Data to process →
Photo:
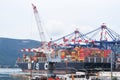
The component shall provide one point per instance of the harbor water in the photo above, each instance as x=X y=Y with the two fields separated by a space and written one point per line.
x=5 y=73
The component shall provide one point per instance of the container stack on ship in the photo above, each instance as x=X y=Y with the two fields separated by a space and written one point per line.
x=74 y=52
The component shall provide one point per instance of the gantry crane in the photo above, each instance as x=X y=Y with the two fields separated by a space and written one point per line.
x=39 y=25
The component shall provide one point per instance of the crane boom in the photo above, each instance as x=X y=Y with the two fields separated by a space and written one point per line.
x=38 y=21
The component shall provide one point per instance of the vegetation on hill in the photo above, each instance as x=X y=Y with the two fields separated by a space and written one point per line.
x=10 y=50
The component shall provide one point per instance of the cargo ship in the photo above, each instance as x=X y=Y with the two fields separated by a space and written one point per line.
x=72 y=59
x=77 y=54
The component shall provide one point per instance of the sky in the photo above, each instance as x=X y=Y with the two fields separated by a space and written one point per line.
x=58 y=17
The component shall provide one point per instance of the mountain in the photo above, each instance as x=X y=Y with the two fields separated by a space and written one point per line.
x=10 y=50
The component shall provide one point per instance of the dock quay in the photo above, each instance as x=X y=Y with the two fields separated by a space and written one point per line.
x=103 y=75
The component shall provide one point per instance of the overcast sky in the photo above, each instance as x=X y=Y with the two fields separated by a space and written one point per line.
x=58 y=17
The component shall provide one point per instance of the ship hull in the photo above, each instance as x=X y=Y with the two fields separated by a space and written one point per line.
x=62 y=66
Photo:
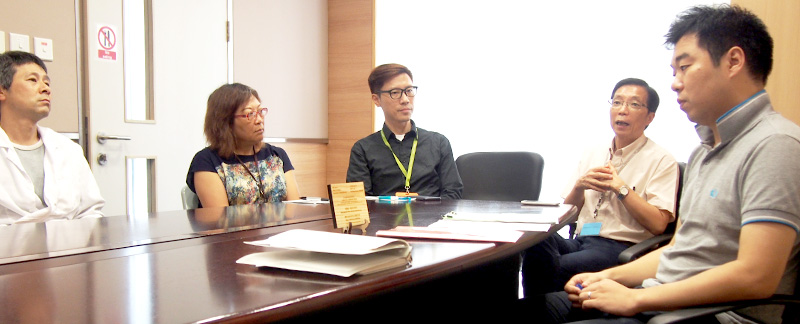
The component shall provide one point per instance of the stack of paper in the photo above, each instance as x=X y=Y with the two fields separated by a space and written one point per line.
x=331 y=253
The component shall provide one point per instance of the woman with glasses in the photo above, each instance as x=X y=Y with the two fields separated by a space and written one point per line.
x=237 y=167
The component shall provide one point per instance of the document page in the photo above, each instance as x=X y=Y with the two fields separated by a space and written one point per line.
x=317 y=241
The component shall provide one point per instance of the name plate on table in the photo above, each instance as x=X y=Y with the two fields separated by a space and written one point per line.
x=349 y=206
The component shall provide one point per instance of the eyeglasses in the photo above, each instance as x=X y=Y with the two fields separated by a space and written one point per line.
x=252 y=115
x=397 y=93
x=617 y=104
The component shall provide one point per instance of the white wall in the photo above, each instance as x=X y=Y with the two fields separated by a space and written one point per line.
x=513 y=75
x=280 y=48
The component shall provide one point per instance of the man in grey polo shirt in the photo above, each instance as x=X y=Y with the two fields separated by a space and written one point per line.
x=740 y=209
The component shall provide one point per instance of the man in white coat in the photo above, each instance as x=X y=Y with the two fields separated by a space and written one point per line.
x=44 y=175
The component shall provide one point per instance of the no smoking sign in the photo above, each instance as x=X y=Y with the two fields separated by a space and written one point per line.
x=107 y=39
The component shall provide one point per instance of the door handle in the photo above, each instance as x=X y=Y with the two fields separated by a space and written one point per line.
x=102 y=138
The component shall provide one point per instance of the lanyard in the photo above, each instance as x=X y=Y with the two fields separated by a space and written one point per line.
x=410 y=161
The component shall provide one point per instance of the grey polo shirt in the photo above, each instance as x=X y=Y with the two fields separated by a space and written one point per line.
x=753 y=175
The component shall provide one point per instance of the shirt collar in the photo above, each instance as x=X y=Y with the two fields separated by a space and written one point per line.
x=632 y=147
x=411 y=133
x=738 y=118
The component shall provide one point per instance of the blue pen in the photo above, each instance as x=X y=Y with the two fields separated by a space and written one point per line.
x=394 y=198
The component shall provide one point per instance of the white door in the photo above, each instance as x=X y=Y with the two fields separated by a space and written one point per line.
x=189 y=61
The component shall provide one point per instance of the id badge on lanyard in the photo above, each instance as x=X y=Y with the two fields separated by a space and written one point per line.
x=402 y=168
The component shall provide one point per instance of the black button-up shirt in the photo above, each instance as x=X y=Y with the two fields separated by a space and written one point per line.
x=434 y=172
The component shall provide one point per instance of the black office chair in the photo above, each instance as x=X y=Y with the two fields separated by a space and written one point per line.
x=791 y=312
x=504 y=176
x=655 y=242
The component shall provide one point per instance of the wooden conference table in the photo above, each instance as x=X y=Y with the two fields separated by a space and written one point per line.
x=179 y=267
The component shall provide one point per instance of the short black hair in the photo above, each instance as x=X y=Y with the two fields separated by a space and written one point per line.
x=652 y=95
x=383 y=73
x=9 y=61
x=719 y=28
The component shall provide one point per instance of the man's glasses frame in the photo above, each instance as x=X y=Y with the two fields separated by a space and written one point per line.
x=398 y=93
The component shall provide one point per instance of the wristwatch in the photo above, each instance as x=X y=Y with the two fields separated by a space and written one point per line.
x=623 y=192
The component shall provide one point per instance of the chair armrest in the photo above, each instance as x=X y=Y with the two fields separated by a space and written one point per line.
x=695 y=312
x=643 y=247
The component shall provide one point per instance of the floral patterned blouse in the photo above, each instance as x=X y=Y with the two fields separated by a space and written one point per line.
x=240 y=184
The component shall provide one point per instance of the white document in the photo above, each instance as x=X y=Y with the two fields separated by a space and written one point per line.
x=343 y=265
x=327 y=242
x=331 y=253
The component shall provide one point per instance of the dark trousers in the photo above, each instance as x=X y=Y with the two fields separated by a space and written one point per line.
x=547 y=266
x=556 y=308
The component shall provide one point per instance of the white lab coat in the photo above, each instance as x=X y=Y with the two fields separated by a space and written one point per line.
x=70 y=190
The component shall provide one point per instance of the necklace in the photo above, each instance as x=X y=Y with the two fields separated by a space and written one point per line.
x=258 y=170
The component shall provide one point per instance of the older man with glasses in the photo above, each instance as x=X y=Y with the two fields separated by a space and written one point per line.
x=625 y=190
x=402 y=159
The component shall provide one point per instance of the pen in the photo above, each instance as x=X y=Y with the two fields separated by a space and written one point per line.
x=395 y=198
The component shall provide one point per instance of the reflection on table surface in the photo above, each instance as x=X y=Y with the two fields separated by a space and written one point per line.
x=187 y=271
x=30 y=241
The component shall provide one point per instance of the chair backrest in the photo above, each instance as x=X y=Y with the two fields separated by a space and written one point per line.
x=189 y=198
x=681 y=172
x=504 y=176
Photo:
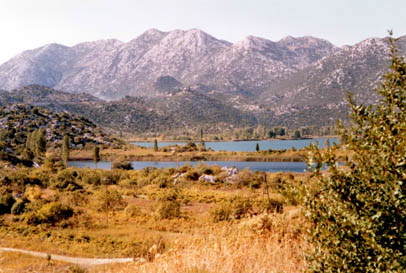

Written task → Extract every line of the records above verbatim, leaving the pictures out of your answer.

Answer to the task →
Photo:
The component shall provide one point per instance of the harbor water in the photo above, each instance as x=X y=Y with the two fields separated by a space and written one point per line.
x=5 y=73
The component shall provide one point per instance of the container stack on ship in the photo above, each instance as x=X y=Y with the two fields separated by a space and written one point per line.
x=74 y=52
The component shall provide one point per instance of the gantry crane in the photo above, each instance as x=X y=Y with the two fields separated by a space and written one point per line.
x=39 y=25
The component shall provide one point per instance of the crane boom in the photo above, each instance as x=X y=Y with the two fields separated by a space and written one point per line.
x=38 y=21
The component shall provide one point per instance of the vegetation on hill in the photo above, each instance as x=X y=Y with the two fields separated by a space and written one point per line.
x=10 y=50
The component shall provide one point per instance of the cargo ship in the photo above, each instance as x=X y=Y with the two fields separated by a space and written one point per line.
x=72 y=59
x=77 y=54
The component shall provide one point per instance of the sky in the photo above, each instance as x=X y=Y with the two fields separated by a space and written one point per line.
x=58 y=17
The component shall provide one point per instance of the mountain in the photo above, each instance as x=X y=Y with the two fields separated by a space and written one point per line.
x=10 y=50
The component shall provide one point per instance of the dock quay in the photo above, each instance as x=X y=Y with the two fields separated by a space and written one point per line.
x=103 y=75
The component shall provide one point per instance of the overcast sky in the photo above, each instance as x=X y=Y with the two fields separated by a space and written one point per line.
x=58 y=17
The component shall provide one point per instance of the ship hull in the photo above, each instance as x=X y=Y with the two fields separated by a space and written one point per line.
x=62 y=66
Photo:
The component shall provide one point per instance of the stack of paper in the photo above, each instance as x=X y=Y with the two fields separated by a space and written one point per line.
x=331 y=253
The component shall provide one point per instance of the woman with glasses in the photo above, each instance as x=X y=Y with the two fields separated by a space and written one point per line.
x=237 y=167
The component shall provide one point per instance of the document page in the photo above, each instance as x=X y=Y with the two fields separated by a space and written one point per line.
x=317 y=241
The component shall provide one point per instance of the name plate on table in the photo above, each instance as x=X y=Y with the two fields separated by a space and written one point per line.
x=349 y=206
The component shall provide one point per instance of the eyeglasses in the photo above, each instance as x=X y=Y with the two fields separated by a space and written one point per line.
x=252 y=115
x=397 y=93
x=617 y=104
The component shall provide one point per instance of the white wall in the photo above, each instance as x=X y=Y with the two fields separated by a space and written one point per line.
x=513 y=75
x=280 y=48
The component shall provide one point per instance of the man in grey polo shirt in the photo above, each instance as x=X y=Y with the two fields separated by a space and written one point per line.
x=740 y=209
The component shall provide one point per instance of the man in white coat in the photo above, each instance as x=X y=Y with the two fields separated by a space and written one point per line.
x=44 y=175
The component shall provide one point per instance of the no smoking sign in the photo above, each instance as x=X y=Y with the two fields separated by a space and written one point per line.
x=107 y=39
The component shall provide one point per instance of the door handle in the photo above, each instance as x=X y=Y with the two fields separated by a space and written one point per line.
x=102 y=138
The component shall provide one point per instance of the lanyard in the photo above, each instance as x=X y=Y with the two fields separated by a space and written one point per line.
x=410 y=161
The component shall provide one point per instance of the grey polo shirt in the photo above, each instance as x=X y=Y with the two fields separated by a space and written one point per line.
x=753 y=175
The component shall provide one point per instance of the shirt collar in the photo above, each instance as x=X y=Y with the two fields separated by a space and written one point per line.
x=632 y=147
x=411 y=133
x=738 y=118
The component shall provide one point per instance of the blue pen in the photo above, each instance as x=X y=Y with the two fields separated by a space and written one point per line.
x=394 y=198
The component shall provide one point per instance of the white door in the photo above, each instance as x=X y=Y with the two fields separated by a space and written one point per line.
x=189 y=61
The component shall provide one point per instance of the id badge on lanyard in the photo above, each instance as x=X y=Y with the two fields separated by a space and written one point per line.
x=402 y=168
The component shall provide one point per instance of the black button-up shirt in the photo above, each instance as x=X y=Y with the two fields separated by a space and written one point per line.
x=434 y=172
The component shall provide one point per instance of the black office chair in the photo above, each instance as x=X y=Y with the two fields separated by a space and written one point per line.
x=791 y=312
x=504 y=176
x=655 y=242
The component shall provide one point per instance of the wooden conference table in the photo above, each instance as x=X y=Y with the two fields separated by a space and written one point per line.
x=179 y=267
The component shall provide one point per instance of the short black hair in the photo above, each instance as x=X y=Y with the two fields separated by a space and written one point per line.
x=652 y=95
x=383 y=73
x=9 y=61
x=719 y=28
The component shall provide one point per instance of the man's glasses frame in the photo above, each instance as x=X y=Y with the two fields separated by a space and written one point per line.
x=398 y=93
The component shall provide one point per instance of the wristwatch in the photo above, each instance as x=X y=Y with the two fields separated by a space and written one point per line.
x=623 y=192
The component shall provide one point per instance of the chair armrest in the photo above, each instance as x=X y=Y with the two fields separated by a space and written one point per line.
x=695 y=312
x=643 y=247
The component shall provide one point per instance of the floral patterned blouse in the photo above, each instance as x=X y=Y with the two fields separated by a space and written one point per line.
x=240 y=184
The component shall provide one point per instance of the white document in the photo above, each instance as x=X y=Y with the two fields separated by a space and written one point per line.
x=343 y=265
x=327 y=242
x=331 y=253
The component shall provide one point per instance of the dark trousers in the photo above, each instance as x=X y=Y with the two fields separated by a space and written one point per line.
x=547 y=266
x=556 y=308
The component shall provide one point per instance of the white lab coat in the photo above, each instance as x=X y=Y with the two fields separated by a space and written one point per line.
x=70 y=190
The component shall provide one point per instance of the necklace in the photo above, each instance as x=X y=Y with the two fields separated by a space and written one point per line.
x=258 y=170
The component shall provide one point per instance of the older man with glasses in the photo above, each instance as x=X y=Y with the two fields separated by a space and written one point per line.
x=625 y=190
x=402 y=159
The component shall provide one point per instance of the pen in the photo above, each instance as x=X y=Y with the two fields separated by a space and written one point per line.
x=395 y=198
The component shall provide one point per instance of the reflection on table surface in the photo above, each instance as x=X y=Y with the two fields separated by a space and written one point per line.
x=187 y=271
x=30 y=241
The component shall provide one point per instance of the chair backrest in the photo above, each instance as x=X y=Y with the two fields separated by a space and written one point per line.
x=189 y=198
x=681 y=172
x=504 y=176
Photo:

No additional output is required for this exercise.